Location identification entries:
--
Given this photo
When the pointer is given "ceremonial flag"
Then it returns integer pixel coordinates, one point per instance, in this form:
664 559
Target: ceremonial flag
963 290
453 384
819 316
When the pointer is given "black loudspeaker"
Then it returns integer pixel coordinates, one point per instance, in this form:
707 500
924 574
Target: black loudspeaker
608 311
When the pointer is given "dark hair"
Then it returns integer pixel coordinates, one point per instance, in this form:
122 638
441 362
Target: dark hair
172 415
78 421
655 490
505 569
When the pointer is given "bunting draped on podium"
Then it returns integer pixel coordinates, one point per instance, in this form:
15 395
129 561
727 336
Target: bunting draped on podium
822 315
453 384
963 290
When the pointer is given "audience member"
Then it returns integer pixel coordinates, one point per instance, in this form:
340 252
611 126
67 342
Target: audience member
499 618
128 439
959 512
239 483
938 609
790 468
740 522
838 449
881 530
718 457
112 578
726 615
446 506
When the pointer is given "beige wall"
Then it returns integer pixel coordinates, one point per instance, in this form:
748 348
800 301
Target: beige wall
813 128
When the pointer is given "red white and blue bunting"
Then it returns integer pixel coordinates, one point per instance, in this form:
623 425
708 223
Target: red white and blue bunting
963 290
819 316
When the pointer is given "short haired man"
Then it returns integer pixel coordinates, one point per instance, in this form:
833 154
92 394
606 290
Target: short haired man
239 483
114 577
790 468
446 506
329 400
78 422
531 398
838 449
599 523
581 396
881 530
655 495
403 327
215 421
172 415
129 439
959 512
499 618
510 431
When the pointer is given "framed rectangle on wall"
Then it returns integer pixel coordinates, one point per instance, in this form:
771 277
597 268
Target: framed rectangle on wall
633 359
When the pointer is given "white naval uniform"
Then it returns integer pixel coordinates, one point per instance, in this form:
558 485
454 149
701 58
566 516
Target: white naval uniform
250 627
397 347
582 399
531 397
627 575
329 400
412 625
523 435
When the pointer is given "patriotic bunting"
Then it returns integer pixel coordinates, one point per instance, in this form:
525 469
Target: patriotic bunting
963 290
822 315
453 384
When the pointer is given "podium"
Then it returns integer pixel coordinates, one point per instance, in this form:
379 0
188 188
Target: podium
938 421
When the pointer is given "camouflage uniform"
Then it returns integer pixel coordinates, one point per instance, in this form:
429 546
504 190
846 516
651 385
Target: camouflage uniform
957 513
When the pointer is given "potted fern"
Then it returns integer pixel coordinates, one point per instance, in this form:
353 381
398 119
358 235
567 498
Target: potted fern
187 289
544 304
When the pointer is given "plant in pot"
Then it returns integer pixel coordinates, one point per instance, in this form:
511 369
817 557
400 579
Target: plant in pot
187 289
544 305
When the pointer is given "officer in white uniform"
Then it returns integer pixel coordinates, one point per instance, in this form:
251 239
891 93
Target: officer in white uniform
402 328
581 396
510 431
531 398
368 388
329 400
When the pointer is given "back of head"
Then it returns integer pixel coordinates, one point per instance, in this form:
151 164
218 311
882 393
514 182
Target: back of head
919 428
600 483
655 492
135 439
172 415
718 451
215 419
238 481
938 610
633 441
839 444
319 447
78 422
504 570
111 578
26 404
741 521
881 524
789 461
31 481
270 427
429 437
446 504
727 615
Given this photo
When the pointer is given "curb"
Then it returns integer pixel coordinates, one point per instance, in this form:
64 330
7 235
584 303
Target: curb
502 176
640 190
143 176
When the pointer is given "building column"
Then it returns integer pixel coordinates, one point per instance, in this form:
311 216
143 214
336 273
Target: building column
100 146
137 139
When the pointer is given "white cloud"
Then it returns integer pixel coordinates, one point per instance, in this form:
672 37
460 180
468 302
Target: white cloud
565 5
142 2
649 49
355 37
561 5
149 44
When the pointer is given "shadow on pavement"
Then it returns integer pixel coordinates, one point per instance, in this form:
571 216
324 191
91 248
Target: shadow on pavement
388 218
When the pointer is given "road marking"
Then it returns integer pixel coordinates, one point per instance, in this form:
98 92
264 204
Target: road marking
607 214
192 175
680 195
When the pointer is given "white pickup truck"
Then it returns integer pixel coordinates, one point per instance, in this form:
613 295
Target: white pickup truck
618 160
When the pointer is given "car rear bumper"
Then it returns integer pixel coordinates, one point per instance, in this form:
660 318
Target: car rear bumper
--
» **What is being asked**:
Repeat the entries exactly, all of them.

» **Written solution**:
Given this photo
When the pointer is given "ceremonial flag"
Then it returns integer pixel coordinates, one point per instance, in this form:
664 559
Target: ceremonial flag
963 290
453 384
819 316
When the pointer is given "black loudspeaker"
Then it returns integer pixel coordinates, one point per instance, in this form:
707 500
924 574
Target: black loudspeaker
608 311
When the pointer is given "dark hair"
Then it returns integer pixel coordinates, one point per instance, in this form:
122 638
441 362
Target: dark hair
172 415
78 421
655 490
505 569
When the pointer is given "bunting draped on podium"
Then it returns integer pixel coordinates, one point per instance, in this form:
15 395
129 561
727 336
Target: bunting draped on podium
822 315
453 384
963 290
When the pointer is given "audience member"
Then it returns integer pixel coordinates, one point per instance, in this form:
340 252
611 126
67 342
Target: audience member
499 618
128 439
959 512
239 483
938 609
790 468
740 522
838 449
881 530
718 457
112 578
726 615
446 506
When the pointer is given "beige wall"
Then it returns integer pixel coordinates, one point per instance, in this form:
748 348
800 301
Target: beige wall
813 128
When the pointer is given "red white and blue bunting"
Then it returns integer pixel coordinates, one point per instance, in this form:
623 425
708 223
Target: red white and blue bunting
963 290
819 316
When the pointer is given "short haired man"
Then it returns integer pixel coordinates, one point per instance, in this form:
833 154
92 394
606 290
Target: short haired man
239 483
114 577
790 468
446 506
329 400
78 422
531 398
838 449
599 523
581 396
881 530
655 495
403 327
215 421
172 415
129 439
959 512
499 618
510 431
When the pointer is given "framed rectangle on wall"
Then it returns integer pixel coordinates, one point per instance, in this form:
771 277
597 268
Target: framed rectangle on wall
633 359
When the pointer is given "white naval uniform"
Then it returns integer pixel coordinates, one point per instance, in this form:
558 485
454 149
701 58
566 516
Target: white naval uniform
250 627
397 347
582 399
531 397
627 575
329 400
412 625
523 435
When the pointer is given "patriotic bunting"
Then it returns integer pixel coordinates, one point per instance, in this form:
525 469
Target: patriotic bunting
963 290
822 315
453 384
When the pointer is given "podium"
Then it returns integer pixel coordinates, one point per instance, in this form:
379 0
188 188
Target: podium
938 421
When the pointer is given "camouflage uniform"
Then it returns integer pixel coordinates, one point per instance, in this form:
429 546
504 190
846 516
651 385
Target: camouflage uniform
957 513
When the pointer is given "potted fern"
Then it returns integer pixel coordinates, one point per instance, in this form:
353 381
398 119
358 235
567 498
Target: potted fern
187 289
544 304
When the pointer is given "plant in pot"
Then it returns integer pixel coordinates, one point per instance, in this form:
511 369
817 557
400 579
Target: plant in pot
187 289
544 305
When the pointer is given "officer in white uniform"
Then it returns integer pixel coordinates, one point per instance, in this form:
251 239
891 93
Target: officer in white uniform
402 328
581 396
510 431
531 398
368 388
329 400
When the pointer is given "back of head"
Then it returns integer pixel coordinates, one point per instance, in this form:
151 164
218 311
882 393
514 182
Target: back of head
919 428
600 483
655 492
135 439
172 415
718 451
215 419
238 481
938 610
633 441
839 444
319 447
78 422
504 570
111 578
26 404
741 521
881 524
789 461
31 481
270 427
429 437
446 504
727 615
Given this photo
When the pointer is given "curb"
Then it returns integer pixel coordinates, one point per instance, in this form:
64 330
7 235
584 303
Target: curb
502 176
640 190
143 176
When the pointer is given "building column"
Then it returns integer pixel coordinates, one point per instance, in this form:
311 216
143 214
336 273
Target: building column
100 146
137 139
When the pointer is given "white cloud"
Then it returns integer pixel coordinates, one point per instance, in this form:
672 37
460 180
468 302
Target: white cloud
565 5
142 2
649 49
355 37
561 5
149 44
When the pointer is given "shadow on pavement"
Then it returns integer pixel coordinates, one point per instance, in this form:
571 216
324 191
91 248
Target: shadow on pavement
388 218
When the pointer is given "road marking"
Then it returns integer pixel coordinates, one point per instance, in this form:
98 92
264 204
Target: road marking
607 214
192 175
680 195
When the pointer is given "white pickup truck"
Then it returns integer pixel coordinates, one point per instance, in this form:
613 295
Target: white pickup truck
618 160
When the pointer is given "car rear bumper"
Then it returns integer pixel coordinates, one point per instance, in this form:
660 318
Target: car rear bumper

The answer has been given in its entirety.